Page excerpt:
====

You might have to compromise your metric depending on resources. What we’ve just talked through is an ideal. Adjusting for industry, for example, is typically quite hard; you might have to settle for showing Google trends for some popular terms on a second graph, or showing Hitwise industry data on another graph.

Watch out if you find yourself adding more than one or two additional metrics. When you get to three or four, information gets difficult to parse at glance.

What about incentives? The metric we settled on will incentivize our team get more traffic, but it doesn’t have any quality control.

We could succeed at our goal by aiming for low-quality traffic, which doesn’t convert or care about our brand. We should consider adding a second metric, perhaps revenue attributed to search with linear attribution, smoothed seasonality, and a 90-day lookback. Or alternatively, organic non-bounce sessions with smoothed seasonality (using adjusted bounce rate).

Both those metrics sound like a bit of a mouthful. That’s because they’ve gone through a process similar to what we talked about above. We might’ve started with revenue attributed to search before, then got more specific and ended up with revenue attributed to search with linear attribution, smoothed seasonality and a 90-day lookback.

Remember, a dashboard shouldn’t try to explain why performance was bad (based on things in your control). A dashboard’s job is to track a goal over time and says whether or not further investigation is needed.

Laying out and styling dashboards

The goal here is to convey our information as quickly and easily as possible. It should be eyeball-able.

Creating a good dashboard layout:

  • It should all fit on a single screen (i.e. don’t scroll on the standard screen that will show the results)
  • People typically read from the top and left. Work out the importance of each graph to the question you’re answering and order them accordingly.
  • The question a graph is answering should be sat near it (usually above it)
  • Your design should keep the focus on the content. Simplify: keep styles and colors unified, where possible.

Here’s a really basic example I mocked up for this post, based on the section above:

  • We picked two crucial summary metrics for organic traffic:
    1. Organic sessions with smoothed seasonality
      • In this case we’ve done a really basic version of “adjusting” for seasonality by just showing year on year!
    2. Revenue attributed to organic sessions
  • We’ve kept the colors clean and unified.
  • We’ve got clean labels and, based on imaginary discussions, we’ve decided to put organic sessions above attributed revenue.

(The sharp-eyed amongst you may notice a small bug. The dates in the x-axis are misaligned by 1 day; this was due to some temporary constraints on my end. Don’t repeat this in your actual report!)

How to create a good report

Picking a sensible decision for your report

A report needs to be able to help us make a decision. Picking the goal for a dashboard is typically quite simple. Choosing the decision our report is helping us make is usually a little more fraught. Most importantly, we need to decide:

  • Is there a decision to be made or are we knowledge-gathering for its own sake?

If you don’t have a decision in mind, if you’re just creating a report to dig into things, then you’re wasting time. Don’t make a report.

If the decision is to prioritize next month, then you could have an investigative report designed to help you prioritize. But the goal of the report isn’t to dig in — it’s to help you make a decision. This is primarily a frame of mind, but I think it’s a crucial one.

====

Material supplied:

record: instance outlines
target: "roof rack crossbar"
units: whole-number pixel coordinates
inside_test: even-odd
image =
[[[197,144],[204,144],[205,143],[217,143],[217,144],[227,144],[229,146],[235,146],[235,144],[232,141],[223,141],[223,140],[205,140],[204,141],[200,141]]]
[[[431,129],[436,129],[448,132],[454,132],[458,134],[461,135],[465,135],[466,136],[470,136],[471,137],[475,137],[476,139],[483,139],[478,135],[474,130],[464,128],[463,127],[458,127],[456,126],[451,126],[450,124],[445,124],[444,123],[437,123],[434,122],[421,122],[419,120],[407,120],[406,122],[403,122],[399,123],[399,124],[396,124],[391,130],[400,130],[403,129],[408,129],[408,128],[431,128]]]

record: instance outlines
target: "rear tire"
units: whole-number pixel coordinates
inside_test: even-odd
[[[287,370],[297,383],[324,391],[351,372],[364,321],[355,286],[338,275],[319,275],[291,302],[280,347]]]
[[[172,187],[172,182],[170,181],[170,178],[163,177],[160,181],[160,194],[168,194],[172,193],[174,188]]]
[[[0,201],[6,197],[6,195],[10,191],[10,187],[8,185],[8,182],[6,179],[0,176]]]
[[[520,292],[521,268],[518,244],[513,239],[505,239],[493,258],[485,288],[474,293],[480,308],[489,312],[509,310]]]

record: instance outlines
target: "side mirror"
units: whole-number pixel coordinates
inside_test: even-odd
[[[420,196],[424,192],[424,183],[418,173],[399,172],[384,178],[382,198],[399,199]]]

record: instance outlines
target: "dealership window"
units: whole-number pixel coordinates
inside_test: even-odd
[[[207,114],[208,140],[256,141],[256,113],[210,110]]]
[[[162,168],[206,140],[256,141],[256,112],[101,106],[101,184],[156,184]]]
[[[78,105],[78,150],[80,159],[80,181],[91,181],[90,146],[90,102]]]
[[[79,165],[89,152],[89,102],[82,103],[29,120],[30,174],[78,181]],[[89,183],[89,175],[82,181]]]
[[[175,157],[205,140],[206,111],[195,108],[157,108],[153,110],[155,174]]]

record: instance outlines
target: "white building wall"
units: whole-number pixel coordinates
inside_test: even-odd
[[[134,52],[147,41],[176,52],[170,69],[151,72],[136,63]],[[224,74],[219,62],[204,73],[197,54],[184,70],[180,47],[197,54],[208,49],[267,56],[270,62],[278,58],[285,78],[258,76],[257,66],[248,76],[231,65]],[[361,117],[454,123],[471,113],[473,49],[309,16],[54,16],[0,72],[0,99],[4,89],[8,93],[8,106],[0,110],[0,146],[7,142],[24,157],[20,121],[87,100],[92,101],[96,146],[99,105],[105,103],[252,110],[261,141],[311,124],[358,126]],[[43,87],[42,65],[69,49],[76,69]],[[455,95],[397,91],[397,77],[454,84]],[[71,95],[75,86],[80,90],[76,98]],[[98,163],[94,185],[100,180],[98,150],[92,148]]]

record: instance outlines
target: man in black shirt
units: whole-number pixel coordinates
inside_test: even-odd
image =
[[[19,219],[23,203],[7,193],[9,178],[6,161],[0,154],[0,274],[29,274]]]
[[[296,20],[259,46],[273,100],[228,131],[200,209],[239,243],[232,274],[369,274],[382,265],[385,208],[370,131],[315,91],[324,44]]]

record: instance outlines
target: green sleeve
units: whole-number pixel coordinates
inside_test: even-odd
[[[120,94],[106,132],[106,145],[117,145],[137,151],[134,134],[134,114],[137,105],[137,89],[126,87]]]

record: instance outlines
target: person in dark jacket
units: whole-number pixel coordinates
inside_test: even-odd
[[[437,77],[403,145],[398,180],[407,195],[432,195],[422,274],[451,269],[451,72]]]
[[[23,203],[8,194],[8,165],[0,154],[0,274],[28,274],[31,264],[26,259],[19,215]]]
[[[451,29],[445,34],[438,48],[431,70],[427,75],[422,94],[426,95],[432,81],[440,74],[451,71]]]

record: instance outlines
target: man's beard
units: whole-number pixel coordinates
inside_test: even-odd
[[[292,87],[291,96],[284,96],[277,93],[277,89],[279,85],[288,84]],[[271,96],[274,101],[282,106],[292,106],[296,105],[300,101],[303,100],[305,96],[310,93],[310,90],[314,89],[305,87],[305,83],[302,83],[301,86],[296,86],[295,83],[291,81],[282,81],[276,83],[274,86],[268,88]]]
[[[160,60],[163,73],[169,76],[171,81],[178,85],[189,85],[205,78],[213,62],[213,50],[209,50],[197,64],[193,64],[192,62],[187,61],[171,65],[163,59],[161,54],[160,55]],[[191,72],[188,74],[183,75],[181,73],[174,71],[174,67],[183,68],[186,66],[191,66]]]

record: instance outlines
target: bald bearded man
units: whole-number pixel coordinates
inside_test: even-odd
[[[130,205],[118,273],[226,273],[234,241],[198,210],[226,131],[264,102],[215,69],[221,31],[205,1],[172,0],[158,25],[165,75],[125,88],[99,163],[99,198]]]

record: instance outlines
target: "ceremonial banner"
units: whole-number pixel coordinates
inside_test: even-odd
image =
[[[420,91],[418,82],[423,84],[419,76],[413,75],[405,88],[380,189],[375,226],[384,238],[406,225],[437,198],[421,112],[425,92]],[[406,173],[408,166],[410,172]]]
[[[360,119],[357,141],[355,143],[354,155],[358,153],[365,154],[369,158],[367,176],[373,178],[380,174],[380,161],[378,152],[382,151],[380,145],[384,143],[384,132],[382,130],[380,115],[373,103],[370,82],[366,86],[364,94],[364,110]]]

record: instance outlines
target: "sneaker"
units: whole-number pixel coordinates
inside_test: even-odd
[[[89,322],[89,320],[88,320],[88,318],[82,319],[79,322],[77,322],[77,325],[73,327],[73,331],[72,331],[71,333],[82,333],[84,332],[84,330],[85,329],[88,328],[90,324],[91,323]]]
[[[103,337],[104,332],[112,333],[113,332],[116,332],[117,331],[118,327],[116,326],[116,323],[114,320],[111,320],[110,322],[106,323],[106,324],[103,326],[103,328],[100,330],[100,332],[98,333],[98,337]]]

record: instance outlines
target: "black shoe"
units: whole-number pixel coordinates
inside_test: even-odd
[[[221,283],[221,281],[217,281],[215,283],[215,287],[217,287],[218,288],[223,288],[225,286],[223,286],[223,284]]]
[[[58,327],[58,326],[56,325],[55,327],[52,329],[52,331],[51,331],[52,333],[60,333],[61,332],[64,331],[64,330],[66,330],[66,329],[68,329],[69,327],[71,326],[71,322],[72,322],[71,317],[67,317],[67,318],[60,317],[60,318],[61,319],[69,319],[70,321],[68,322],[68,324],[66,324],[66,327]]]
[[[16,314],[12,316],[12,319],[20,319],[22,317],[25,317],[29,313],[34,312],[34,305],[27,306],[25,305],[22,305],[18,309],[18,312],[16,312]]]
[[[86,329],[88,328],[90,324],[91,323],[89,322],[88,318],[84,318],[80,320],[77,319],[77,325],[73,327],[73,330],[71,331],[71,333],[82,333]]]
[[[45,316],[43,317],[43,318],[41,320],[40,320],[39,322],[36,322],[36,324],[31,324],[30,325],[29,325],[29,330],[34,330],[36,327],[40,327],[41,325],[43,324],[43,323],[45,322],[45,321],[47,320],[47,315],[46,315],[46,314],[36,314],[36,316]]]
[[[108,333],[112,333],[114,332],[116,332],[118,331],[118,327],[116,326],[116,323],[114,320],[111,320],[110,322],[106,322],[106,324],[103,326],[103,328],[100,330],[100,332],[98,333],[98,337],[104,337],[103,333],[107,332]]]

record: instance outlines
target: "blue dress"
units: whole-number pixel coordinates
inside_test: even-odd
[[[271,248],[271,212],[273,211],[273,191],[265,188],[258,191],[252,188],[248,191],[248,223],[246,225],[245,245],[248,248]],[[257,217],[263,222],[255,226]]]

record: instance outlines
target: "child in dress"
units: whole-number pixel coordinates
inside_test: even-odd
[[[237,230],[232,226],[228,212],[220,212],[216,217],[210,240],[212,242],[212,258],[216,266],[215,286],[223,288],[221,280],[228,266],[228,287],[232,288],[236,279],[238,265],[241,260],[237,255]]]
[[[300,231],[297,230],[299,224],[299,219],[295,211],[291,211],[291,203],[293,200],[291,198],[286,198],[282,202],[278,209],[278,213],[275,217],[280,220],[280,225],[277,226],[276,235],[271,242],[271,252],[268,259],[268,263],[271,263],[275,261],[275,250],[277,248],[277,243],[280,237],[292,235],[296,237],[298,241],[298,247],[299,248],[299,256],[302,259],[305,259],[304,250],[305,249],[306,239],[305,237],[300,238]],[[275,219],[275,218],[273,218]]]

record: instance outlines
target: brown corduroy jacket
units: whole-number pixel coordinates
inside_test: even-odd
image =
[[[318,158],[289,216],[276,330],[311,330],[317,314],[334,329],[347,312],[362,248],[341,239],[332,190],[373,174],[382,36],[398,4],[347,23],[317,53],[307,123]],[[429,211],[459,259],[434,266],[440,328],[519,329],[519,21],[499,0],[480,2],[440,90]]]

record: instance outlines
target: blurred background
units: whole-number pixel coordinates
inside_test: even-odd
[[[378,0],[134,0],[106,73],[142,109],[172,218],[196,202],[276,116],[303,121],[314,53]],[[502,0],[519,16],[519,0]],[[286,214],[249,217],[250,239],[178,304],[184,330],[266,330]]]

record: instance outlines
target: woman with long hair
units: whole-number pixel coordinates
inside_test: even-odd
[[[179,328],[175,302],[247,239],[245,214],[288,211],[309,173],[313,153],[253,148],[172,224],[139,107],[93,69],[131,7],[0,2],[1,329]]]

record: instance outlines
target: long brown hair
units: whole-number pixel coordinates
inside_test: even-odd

====

Exercise task 1:
In the excerpt on dashboards and reports, what is a dashboard's job?
Exercise task 2:
Please write a continuation of the excerpt on dashboards and reports, starting after its last sentence.
The listing is separate material from the excerpt on dashboards and reports.

Task response 1:
To track a goal over time and say whether or not further investigation is needed.

Task response 2:
Once we’ve settled on the decision, we then:

  • Make a list of all the data that might be relevant to this decision
  • Work down the list and ask the following question for each factor:
    1. What are the odds this piece of information causes me to change my mind?
    2. Could this information be better segmented or grouped to improve?
    3. How long will it take me to add this information to the report?
    4. Is this information for ruling something out or helping me weigh a decision?

Example: Creating a spec for a report

Here’s an example decision a client suggested to me recently:

  • Decision: Do we need to change our focus based on our weekly organic traffic fluctuations?
  • Who’s it for: SEO manager
  • Website: A large e-commerce site

Are we happy with this decision? In this case, I wasn’t. Experience has taught me that SEO very rarely runs week to week; one thing our SEO split-testing platform has taught us time and time again is even obvious improvements can take three to four weeks to result in significant traffic change.

  • New decision: Do we need to change our focus based on our monthly organic traffic fluctuations?

Great — we’re now happy with our decision, so let’s start listing possible factors. For the sake of brevity, I’m only going to include three here:

  • Individual keyword rankings
  • Individual keyword clicks
  • Number of indexed pages

1. Individual keyword rankings

  • What are the odds this piece of information causes me to change my mind?
    • As individual keyword rankings? Pretty low. This is a large website and individual keyword fluctuations aren’t much use; it will take too long to look through and I’ll probably end up ignoring it.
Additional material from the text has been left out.